WHAT IS ASKED: In all of the data below, substitute "Target" for every "Query" and keep everything else unchanged. Leave the pictures out of your answer.

SUPPLIED DATA:

%%

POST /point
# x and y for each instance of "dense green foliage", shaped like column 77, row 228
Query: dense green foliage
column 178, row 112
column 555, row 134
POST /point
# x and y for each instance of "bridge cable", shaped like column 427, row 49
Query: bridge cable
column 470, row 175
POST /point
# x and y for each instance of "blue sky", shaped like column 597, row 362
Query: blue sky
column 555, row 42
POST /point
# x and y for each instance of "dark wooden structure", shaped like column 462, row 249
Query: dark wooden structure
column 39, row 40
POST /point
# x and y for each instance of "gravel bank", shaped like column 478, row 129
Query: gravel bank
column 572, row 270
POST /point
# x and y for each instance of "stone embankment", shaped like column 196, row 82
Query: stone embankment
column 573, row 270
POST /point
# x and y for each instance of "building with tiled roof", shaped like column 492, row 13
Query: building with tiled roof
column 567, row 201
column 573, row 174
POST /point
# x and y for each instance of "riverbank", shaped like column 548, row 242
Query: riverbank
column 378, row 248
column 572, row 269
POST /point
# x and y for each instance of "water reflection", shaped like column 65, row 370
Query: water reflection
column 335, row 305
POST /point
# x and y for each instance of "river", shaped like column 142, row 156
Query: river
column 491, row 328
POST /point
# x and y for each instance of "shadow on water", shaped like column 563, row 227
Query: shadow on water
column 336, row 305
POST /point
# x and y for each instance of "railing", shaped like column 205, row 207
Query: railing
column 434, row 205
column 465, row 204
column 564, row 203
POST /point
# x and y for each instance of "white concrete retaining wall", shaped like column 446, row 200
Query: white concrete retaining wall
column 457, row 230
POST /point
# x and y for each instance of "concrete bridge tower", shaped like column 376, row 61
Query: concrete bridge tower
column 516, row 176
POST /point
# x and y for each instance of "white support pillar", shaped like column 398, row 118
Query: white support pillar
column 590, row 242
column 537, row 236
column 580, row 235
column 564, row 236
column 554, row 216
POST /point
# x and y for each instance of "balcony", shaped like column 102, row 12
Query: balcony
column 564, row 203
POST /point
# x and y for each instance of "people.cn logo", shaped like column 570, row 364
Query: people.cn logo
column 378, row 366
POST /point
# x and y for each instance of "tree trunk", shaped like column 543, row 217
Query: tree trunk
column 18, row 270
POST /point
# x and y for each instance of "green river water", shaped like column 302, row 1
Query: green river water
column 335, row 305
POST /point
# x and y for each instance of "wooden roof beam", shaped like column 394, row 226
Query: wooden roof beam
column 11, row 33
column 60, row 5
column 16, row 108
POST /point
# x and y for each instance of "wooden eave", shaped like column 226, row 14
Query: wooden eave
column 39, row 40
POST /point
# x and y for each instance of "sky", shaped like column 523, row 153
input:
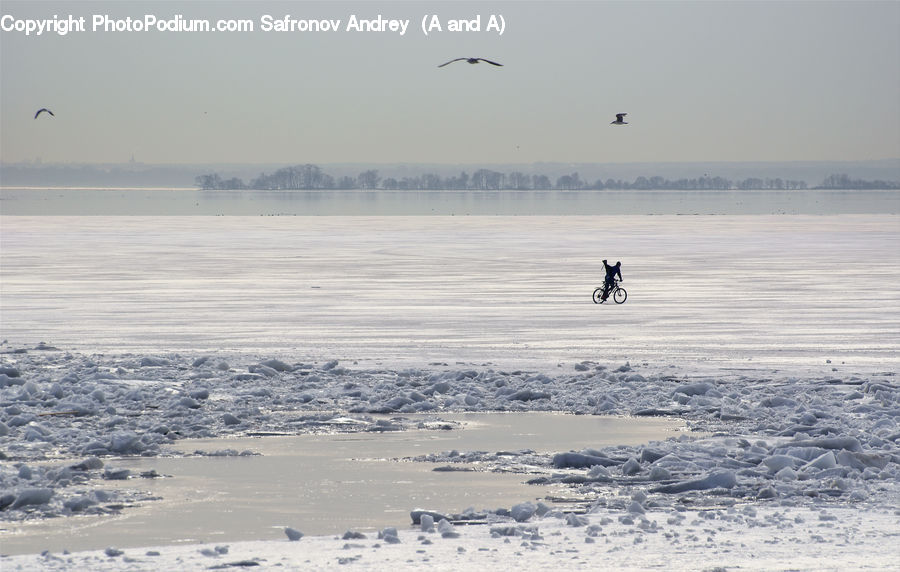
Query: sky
column 700, row 81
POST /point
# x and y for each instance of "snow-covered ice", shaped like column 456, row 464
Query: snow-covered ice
column 774, row 338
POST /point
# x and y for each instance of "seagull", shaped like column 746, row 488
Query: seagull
column 472, row 61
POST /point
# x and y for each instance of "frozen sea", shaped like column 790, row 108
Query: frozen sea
column 770, row 330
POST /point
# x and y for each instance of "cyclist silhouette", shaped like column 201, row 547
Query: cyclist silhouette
column 611, row 273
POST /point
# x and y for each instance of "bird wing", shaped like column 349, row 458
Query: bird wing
column 451, row 61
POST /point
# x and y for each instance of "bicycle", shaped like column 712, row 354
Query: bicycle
column 617, row 292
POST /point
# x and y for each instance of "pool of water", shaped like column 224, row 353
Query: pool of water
column 326, row 484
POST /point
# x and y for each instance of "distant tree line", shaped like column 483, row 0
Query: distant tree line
column 311, row 177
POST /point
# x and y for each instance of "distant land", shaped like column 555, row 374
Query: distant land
column 145, row 175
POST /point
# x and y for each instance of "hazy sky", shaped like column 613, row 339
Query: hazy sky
column 700, row 81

%%

SOLUTION TO THE PROBLEM:
POST /point
# x and y for each instance of "dense green foliage", shaped like column 77, row 228
Target: dense green foliage
column 178, row 112
column 555, row 134
POST /point
# x and y for each instance of "bridge cable", shaped like column 427, row 49
Target: bridge cable
column 470, row 175
POST /point
# x and y for each instance of "blue sky", shaped like column 597, row 362
Target: blue sky
column 555, row 42
POST /point
# x and y for each instance of "dark wooden structure", shaped like column 462, row 249
Target: dark wooden structure
column 39, row 40
POST /point
# x and y for each instance of "gravel bank", shaped like column 478, row 129
Target: gravel bank
column 572, row 270
POST /point
# x and y for each instance of "stone embankment", shaped like column 196, row 82
Target: stone embankment
column 573, row 270
POST /point
# x and y for each instance of "building with tiled roof", shaped like column 492, row 13
Target: building with tiled roof
column 567, row 201
column 573, row 174
POST /point
# x and y for each instance of "riverbank", shaped like column 548, row 242
Target: riverbank
column 378, row 248
column 572, row 269
POST /point
# x and y for each instance of "water reflection", shaped like column 65, row 370
Target: water reflection
column 335, row 305
POST /point
# x and y for each instance of "river", shaped like column 142, row 156
Target: river
column 491, row 328
POST /point
# x and y for each instance of "shadow on water", shaped like column 563, row 227
Target: shadow on water
column 336, row 305
POST /point
# x and y for each instance of "railing", shaped like column 205, row 207
Target: railing
column 434, row 205
column 465, row 204
column 564, row 203
POST /point
# x and y for each instance of "white concrete retaining wall", shaped like column 446, row 200
Target: white concrete retaining wall
column 457, row 230
POST /point
# x and y for each instance of "concrete bridge tower", shaped like column 376, row 61
Target: concrete bridge tower
column 516, row 176
POST /point
# x and y for each instance of "white support pillar", shaped like column 398, row 118
Target: white support pillar
column 590, row 242
column 537, row 236
column 580, row 235
column 564, row 236
column 554, row 216
POST /point
# x and y for each instance of "balcony", shaped like column 102, row 12
Target: balcony
column 564, row 203
POST /point
# x and y for each instance of "people.cn logo", shaped like column 570, row 364
Target: people.cn logo
column 378, row 366
POST /point
# x and y for each instance of "tree trunk", shaped like column 543, row 217
Target: tree trunk
column 18, row 270
POST /point
# x and y for each instance of "green river water", shaped like column 302, row 1
Target: green river water
column 335, row 305
POST /point
# x and y for each instance of "wooden roof beam", shaped like column 394, row 226
Target: wooden roof beam
column 11, row 33
column 60, row 5
column 16, row 108
POST /point
# x and y for each instance of "wooden eave", shaped like column 226, row 14
Target: wooden eave
column 39, row 40
POST /point
# x and y for each instance of "sky", shaped like column 523, row 153
input:
Target: sky
column 700, row 81
POST /point
# x and y for each instance of "snow-covered ice", shaped like column 456, row 464
Target: snow-covered ice
column 774, row 338
POST /point
# x and y for each instance of "seagull", shaped like column 746, row 488
Target: seagull
column 472, row 61
POST /point
# x and y for each instance of "frozen sea", shaped like column 790, row 108
Target: frozen sea
column 770, row 330
POST /point
# x and y for each instance of "cyclist silhouette", shaped like column 201, row 547
Target: cyclist silhouette
column 611, row 273
POST /point
# x and y for each instance of "bird wing", shaped like column 349, row 458
Target: bird wing
column 451, row 61
POST /point
# x and y for each instance of "bicycle", shaped like column 712, row 354
Target: bicycle
column 617, row 292
POST /point
# x and y for each instance of "pool of water", shaped like column 224, row 353
Target: pool of water
column 326, row 484
POST /point
# x and y for each instance of "distant tree line", shaped like column 483, row 0
Target: distant tree line
column 311, row 177
POST /point
# x and y for each instance of "distant land", shaped like column 555, row 374
Target: distant land
column 145, row 175
POST /point
# x and y for each instance of "hazy sky", shaped like column 613, row 339
Target: hazy sky
column 700, row 81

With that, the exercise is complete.